Duplicate the items between the line holding "Mark the region of every instance of the butterfly" and the line holding "136], [255, 140]]", inclusive, reproducing those lines precisely.

- **PROVIDED DATA**:
● ● ●
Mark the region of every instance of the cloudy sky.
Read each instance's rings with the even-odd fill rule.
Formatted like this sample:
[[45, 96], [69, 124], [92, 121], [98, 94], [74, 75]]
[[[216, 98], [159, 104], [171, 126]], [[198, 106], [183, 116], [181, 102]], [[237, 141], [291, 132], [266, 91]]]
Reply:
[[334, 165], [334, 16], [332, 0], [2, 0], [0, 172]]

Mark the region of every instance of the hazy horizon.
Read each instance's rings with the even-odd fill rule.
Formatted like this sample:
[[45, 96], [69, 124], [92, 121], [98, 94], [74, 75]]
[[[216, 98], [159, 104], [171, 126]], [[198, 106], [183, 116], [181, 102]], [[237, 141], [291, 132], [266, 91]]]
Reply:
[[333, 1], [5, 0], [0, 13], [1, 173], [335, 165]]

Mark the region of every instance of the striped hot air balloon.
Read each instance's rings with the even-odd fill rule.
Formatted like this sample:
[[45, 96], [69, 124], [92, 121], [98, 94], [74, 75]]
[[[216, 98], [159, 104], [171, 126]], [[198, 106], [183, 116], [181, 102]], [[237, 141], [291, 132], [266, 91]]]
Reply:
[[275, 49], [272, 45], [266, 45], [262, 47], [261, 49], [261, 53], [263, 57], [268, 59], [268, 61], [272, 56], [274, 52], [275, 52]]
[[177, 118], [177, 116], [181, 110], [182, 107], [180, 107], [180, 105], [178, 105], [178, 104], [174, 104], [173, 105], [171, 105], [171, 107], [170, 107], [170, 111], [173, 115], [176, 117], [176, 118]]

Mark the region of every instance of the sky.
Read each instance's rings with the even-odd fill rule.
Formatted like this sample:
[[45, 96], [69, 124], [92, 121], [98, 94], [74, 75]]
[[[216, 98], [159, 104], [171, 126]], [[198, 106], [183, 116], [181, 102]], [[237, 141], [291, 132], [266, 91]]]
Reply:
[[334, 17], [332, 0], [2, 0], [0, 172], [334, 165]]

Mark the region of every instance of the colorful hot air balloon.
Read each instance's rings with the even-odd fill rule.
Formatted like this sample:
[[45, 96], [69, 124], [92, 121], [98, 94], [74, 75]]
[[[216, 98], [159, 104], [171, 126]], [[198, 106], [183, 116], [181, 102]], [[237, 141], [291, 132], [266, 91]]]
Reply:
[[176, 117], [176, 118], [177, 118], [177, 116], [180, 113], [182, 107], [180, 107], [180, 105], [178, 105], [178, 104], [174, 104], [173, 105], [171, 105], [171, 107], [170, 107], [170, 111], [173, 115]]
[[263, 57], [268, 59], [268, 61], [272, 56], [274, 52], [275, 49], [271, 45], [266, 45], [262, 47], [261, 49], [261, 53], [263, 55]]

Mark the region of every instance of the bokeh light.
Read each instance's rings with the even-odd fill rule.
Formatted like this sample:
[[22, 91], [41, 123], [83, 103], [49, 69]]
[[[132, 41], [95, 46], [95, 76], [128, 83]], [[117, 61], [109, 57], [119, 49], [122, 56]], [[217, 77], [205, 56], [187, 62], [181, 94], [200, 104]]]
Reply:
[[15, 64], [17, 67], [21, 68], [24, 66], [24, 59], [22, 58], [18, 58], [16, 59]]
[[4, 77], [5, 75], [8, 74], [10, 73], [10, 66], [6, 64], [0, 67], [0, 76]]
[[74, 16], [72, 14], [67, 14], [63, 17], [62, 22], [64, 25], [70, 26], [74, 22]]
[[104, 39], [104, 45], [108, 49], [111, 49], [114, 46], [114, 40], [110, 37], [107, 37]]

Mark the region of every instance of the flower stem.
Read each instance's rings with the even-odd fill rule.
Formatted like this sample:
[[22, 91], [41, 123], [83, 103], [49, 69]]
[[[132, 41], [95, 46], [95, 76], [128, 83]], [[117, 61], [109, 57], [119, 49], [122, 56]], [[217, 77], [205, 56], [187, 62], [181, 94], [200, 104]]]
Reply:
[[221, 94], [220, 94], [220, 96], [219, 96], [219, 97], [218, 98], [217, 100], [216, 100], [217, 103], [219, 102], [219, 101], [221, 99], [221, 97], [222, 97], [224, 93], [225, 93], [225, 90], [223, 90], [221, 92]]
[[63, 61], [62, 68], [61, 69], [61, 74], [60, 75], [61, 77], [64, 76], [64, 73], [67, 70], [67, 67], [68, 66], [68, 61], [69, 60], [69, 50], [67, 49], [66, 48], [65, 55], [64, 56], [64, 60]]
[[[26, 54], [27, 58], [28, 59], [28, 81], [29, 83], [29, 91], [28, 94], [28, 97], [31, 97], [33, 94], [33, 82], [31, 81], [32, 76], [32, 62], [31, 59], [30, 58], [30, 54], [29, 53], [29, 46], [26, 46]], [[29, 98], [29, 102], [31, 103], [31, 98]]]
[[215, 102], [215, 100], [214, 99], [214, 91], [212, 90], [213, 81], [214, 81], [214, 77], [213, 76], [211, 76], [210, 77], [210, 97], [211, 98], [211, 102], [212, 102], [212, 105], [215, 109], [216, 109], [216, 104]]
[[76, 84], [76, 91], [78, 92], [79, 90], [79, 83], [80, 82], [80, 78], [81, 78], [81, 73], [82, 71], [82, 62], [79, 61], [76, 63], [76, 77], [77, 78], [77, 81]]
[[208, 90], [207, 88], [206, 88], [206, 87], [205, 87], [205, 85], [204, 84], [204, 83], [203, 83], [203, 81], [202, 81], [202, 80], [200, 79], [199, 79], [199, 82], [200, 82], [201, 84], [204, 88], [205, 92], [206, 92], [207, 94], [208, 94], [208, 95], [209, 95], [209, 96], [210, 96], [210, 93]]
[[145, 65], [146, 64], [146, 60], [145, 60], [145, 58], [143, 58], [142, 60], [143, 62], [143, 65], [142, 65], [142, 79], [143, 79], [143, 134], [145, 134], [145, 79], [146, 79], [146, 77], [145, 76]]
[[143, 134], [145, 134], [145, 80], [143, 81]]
● ● ●
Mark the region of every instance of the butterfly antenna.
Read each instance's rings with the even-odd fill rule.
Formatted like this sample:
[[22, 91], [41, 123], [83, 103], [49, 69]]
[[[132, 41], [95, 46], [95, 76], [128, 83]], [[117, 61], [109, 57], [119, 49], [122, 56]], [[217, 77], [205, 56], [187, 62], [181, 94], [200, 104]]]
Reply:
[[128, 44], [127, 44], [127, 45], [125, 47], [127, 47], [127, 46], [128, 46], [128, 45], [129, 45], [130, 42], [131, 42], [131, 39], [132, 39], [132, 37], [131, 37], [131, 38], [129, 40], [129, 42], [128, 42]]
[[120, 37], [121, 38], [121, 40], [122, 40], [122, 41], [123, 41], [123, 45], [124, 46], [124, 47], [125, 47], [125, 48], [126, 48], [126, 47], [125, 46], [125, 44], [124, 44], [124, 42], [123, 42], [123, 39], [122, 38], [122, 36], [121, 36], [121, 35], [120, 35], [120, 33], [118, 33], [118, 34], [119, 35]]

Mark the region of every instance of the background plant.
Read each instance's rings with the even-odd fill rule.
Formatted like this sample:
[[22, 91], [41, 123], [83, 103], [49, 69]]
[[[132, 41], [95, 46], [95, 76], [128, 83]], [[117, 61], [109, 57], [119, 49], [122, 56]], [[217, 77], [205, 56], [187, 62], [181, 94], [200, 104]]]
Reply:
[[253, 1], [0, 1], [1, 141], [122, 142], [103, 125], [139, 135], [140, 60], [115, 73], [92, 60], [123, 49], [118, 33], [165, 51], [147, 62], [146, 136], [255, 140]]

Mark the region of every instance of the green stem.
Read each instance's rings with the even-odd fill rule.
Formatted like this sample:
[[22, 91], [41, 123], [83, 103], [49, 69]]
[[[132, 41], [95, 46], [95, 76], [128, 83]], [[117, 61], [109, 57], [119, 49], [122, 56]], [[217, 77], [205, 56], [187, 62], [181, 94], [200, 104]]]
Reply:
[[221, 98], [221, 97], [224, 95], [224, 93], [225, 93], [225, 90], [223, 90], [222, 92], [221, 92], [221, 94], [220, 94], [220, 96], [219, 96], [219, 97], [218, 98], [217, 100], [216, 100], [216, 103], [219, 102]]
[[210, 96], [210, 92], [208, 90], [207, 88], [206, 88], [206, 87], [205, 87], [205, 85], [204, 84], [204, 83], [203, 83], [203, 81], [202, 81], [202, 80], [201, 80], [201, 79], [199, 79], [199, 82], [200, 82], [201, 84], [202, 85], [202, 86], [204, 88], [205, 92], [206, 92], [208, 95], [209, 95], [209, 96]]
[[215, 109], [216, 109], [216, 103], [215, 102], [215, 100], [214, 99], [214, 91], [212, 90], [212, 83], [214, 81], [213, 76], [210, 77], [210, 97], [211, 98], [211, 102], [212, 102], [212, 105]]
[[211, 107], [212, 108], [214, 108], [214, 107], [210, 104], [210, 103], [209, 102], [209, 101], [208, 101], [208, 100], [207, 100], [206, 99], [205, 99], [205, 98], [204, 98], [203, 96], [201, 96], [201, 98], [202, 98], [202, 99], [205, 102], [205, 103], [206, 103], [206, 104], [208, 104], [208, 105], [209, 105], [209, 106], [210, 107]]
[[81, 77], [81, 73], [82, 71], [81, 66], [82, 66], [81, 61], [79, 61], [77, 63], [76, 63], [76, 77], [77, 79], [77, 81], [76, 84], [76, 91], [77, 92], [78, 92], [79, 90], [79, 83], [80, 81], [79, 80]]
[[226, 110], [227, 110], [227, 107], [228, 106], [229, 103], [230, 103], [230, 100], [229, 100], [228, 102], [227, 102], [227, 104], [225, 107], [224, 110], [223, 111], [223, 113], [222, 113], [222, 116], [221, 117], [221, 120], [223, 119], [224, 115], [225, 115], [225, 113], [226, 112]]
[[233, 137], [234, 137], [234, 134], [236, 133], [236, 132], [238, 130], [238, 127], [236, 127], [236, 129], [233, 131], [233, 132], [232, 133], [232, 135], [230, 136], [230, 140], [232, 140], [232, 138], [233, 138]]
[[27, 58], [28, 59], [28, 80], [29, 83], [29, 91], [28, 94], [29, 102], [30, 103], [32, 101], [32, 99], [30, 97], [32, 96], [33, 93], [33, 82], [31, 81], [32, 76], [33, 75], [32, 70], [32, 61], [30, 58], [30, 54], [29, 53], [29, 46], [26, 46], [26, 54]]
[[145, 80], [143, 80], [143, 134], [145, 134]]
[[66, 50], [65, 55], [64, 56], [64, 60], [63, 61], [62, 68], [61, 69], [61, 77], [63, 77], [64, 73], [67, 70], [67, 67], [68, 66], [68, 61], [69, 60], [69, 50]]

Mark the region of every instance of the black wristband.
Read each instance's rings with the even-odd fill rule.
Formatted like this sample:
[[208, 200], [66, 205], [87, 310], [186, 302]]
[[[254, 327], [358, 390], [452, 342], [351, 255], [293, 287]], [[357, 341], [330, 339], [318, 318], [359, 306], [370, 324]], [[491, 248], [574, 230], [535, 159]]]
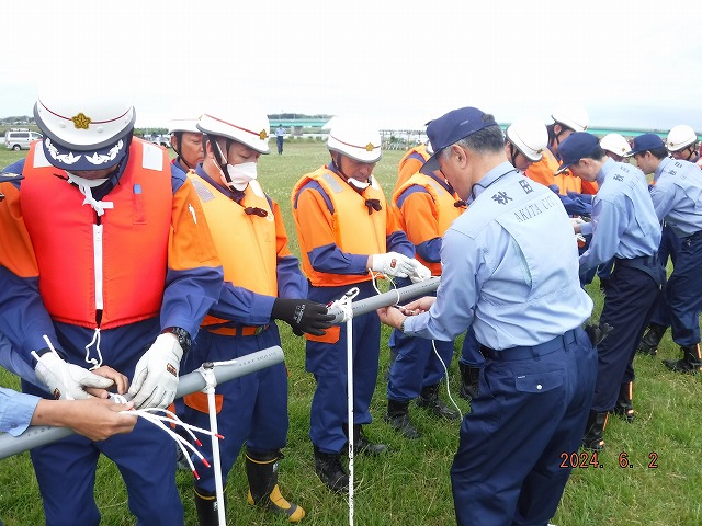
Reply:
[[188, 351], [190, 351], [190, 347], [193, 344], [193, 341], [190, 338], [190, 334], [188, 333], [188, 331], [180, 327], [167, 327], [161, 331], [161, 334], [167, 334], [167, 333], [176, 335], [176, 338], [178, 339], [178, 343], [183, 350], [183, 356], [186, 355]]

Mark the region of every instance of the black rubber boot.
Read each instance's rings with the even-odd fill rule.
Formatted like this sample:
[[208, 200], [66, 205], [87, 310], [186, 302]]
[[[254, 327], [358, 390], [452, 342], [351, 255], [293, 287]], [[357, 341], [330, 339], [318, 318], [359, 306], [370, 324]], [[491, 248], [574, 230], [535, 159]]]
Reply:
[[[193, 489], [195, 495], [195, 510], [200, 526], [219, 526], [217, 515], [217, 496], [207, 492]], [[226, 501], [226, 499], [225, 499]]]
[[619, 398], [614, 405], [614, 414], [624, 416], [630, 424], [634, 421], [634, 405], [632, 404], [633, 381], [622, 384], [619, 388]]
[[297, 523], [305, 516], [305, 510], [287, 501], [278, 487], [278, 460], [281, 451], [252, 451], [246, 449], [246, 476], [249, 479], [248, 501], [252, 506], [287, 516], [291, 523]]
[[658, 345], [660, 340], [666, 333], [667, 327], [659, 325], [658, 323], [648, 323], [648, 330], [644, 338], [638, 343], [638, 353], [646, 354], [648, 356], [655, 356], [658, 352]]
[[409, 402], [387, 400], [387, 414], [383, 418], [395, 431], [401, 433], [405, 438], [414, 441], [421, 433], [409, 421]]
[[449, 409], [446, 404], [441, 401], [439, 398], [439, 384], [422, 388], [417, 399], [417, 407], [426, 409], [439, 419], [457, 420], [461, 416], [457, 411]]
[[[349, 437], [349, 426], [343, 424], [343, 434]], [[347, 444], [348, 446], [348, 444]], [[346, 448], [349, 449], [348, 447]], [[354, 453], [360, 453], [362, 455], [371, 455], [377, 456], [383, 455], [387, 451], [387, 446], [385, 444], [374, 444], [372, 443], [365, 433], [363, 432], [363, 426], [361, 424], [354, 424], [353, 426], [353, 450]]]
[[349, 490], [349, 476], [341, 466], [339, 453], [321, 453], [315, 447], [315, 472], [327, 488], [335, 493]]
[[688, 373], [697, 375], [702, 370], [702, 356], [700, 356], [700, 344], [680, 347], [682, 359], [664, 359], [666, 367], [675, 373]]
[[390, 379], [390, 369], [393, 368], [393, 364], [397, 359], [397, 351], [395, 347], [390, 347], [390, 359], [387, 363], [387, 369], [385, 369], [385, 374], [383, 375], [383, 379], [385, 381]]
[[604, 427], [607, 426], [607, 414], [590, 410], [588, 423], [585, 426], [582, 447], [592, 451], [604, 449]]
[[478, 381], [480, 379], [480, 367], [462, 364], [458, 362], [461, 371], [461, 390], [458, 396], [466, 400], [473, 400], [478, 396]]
● ● ●
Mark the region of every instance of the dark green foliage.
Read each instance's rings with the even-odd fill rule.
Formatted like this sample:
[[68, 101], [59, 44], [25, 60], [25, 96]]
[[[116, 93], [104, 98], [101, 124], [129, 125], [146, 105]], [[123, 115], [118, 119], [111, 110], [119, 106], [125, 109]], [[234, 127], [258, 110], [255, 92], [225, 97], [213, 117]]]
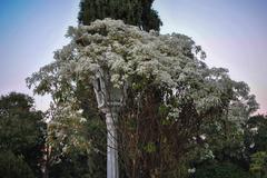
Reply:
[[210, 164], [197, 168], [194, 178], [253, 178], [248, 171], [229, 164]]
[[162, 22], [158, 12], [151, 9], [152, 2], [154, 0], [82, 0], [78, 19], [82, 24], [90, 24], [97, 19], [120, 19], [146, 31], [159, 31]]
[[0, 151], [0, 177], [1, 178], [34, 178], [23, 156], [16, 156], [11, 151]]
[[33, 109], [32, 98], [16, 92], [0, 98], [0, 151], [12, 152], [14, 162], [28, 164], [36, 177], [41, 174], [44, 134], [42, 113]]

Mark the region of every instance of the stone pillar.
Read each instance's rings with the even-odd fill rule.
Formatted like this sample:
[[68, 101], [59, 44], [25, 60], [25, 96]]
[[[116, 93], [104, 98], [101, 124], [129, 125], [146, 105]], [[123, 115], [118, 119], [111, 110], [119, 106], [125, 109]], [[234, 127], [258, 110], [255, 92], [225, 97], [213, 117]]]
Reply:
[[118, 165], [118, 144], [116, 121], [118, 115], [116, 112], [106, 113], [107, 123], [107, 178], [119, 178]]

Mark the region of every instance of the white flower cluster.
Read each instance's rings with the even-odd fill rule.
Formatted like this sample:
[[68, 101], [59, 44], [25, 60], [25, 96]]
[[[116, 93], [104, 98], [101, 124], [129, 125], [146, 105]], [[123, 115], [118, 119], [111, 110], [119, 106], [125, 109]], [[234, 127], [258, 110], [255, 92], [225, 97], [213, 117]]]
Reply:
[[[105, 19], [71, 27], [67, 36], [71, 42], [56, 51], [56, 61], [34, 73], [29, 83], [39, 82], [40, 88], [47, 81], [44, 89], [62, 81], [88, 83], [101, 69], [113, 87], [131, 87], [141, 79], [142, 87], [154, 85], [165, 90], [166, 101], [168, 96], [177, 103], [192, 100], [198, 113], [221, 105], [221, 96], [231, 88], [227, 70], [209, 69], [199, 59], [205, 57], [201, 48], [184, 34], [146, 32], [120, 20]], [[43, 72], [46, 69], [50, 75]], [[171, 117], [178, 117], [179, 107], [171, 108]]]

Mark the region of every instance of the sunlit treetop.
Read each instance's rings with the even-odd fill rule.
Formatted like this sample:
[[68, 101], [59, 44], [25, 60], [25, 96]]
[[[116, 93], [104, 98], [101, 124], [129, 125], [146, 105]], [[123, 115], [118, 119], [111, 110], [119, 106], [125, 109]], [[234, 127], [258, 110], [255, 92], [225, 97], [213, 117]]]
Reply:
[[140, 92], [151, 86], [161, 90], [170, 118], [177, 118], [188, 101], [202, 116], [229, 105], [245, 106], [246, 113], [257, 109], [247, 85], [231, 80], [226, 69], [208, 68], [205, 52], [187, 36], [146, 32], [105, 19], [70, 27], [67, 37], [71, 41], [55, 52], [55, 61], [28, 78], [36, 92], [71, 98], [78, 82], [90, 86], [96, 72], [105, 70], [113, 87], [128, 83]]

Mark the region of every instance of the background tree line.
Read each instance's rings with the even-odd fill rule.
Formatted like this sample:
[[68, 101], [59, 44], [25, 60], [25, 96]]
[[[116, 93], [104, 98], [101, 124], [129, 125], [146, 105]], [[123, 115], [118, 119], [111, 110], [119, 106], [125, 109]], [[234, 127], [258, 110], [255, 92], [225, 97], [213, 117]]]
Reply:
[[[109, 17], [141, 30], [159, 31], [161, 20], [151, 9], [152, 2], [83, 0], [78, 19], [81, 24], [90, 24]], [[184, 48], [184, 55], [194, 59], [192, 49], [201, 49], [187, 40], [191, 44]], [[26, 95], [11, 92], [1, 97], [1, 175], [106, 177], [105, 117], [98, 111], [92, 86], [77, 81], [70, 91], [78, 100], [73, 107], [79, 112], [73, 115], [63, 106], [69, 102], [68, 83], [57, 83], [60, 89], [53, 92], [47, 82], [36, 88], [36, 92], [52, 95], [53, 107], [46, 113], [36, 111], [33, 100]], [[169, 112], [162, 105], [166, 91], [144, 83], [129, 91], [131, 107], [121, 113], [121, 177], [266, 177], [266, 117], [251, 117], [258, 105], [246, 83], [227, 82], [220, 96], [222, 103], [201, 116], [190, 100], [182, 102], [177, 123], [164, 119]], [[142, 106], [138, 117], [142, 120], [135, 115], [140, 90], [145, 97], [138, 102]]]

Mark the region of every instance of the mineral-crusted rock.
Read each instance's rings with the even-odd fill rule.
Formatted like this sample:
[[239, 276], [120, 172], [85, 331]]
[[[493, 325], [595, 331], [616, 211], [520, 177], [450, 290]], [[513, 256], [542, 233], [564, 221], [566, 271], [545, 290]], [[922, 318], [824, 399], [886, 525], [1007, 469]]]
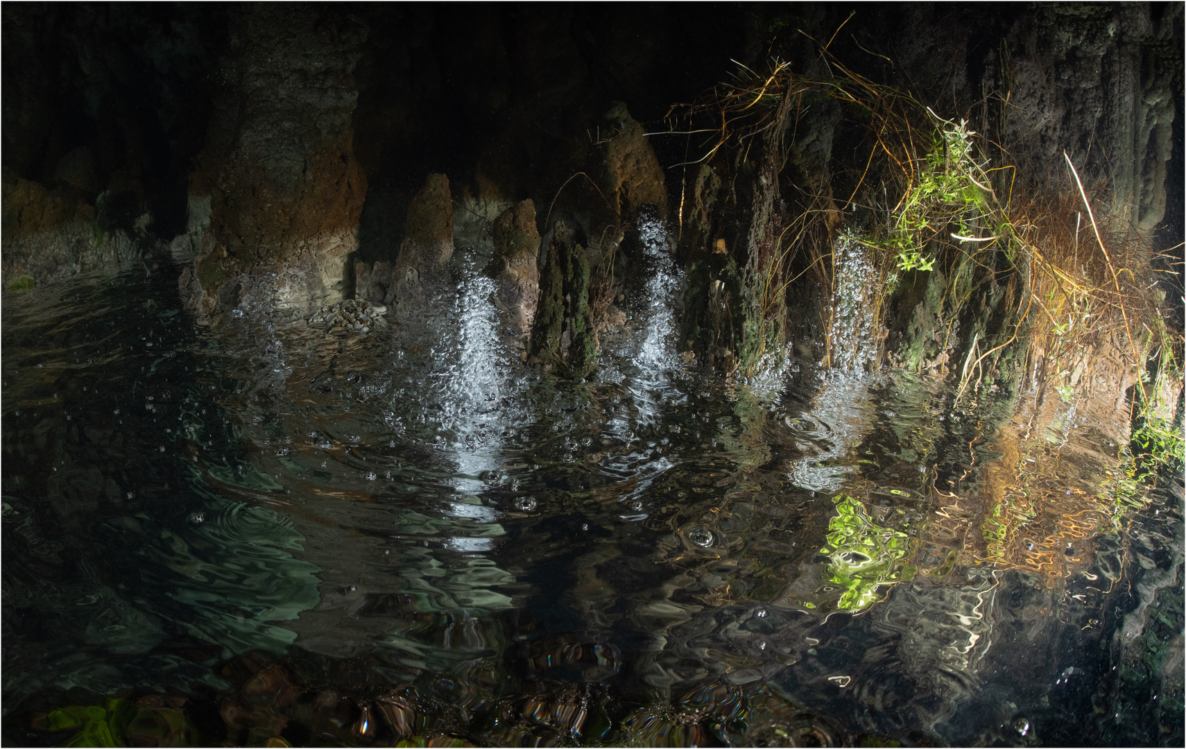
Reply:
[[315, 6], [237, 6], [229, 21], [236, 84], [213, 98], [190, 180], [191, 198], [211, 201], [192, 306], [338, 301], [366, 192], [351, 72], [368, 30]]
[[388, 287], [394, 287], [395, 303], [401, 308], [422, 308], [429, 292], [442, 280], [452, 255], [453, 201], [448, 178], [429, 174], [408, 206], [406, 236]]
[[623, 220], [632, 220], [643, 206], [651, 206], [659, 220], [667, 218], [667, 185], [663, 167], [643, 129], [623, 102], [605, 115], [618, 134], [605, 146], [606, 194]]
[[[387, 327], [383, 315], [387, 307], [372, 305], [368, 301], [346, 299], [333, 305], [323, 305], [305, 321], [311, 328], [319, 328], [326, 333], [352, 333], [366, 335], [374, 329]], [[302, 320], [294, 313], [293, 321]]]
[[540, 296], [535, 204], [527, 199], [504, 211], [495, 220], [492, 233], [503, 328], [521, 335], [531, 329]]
● ● ●
- **OUTPUT OF THE TASK**:
Mark the region of every instance of the butterfly antenna.
Read each instance's rings with the even-odd fill rule.
Formatted like this sample:
[[22, 91], [41, 123], [83, 103], [49, 69]]
[[[132, 41], [95, 46], [95, 76], [128, 83]], [[117, 61], [109, 57], [119, 49], [122, 56]], [[217, 77], [205, 56], [187, 62], [181, 94], [200, 104]]]
Reply:
[[128, 44], [127, 44], [127, 45], [125, 47], [127, 47], [127, 46], [128, 46], [128, 45], [129, 45], [130, 42], [131, 42], [131, 39], [132, 39], [132, 37], [131, 37], [131, 38], [129, 40], [129, 42], [128, 42]]
[[120, 37], [121, 38], [121, 40], [122, 40], [122, 41], [123, 41], [123, 45], [124, 46], [124, 47], [125, 47], [125, 48], [126, 48], [126, 47], [125, 46], [125, 44], [124, 44], [124, 42], [123, 42], [123, 39], [122, 38], [122, 36], [121, 36], [121, 35], [120, 35], [120, 33], [118, 33], [118, 34], [119, 35]]

Mark the region of every instance of the background plant.
Read each instance's rings with the even-odd fill rule.
Formatted like this sample:
[[22, 91], [41, 123], [83, 103], [49, 69]]
[[[132, 41], [95, 46], [95, 76], [128, 83]], [[117, 61], [109, 57], [119, 49], [122, 56]], [[217, 77], [205, 56], [187, 62], [181, 94], [200, 104]]]
Reply:
[[253, 1], [0, 1], [1, 141], [122, 142], [103, 125], [139, 135], [140, 60], [115, 73], [92, 60], [123, 49], [118, 33], [165, 51], [147, 62], [146, 136], [255, 140]]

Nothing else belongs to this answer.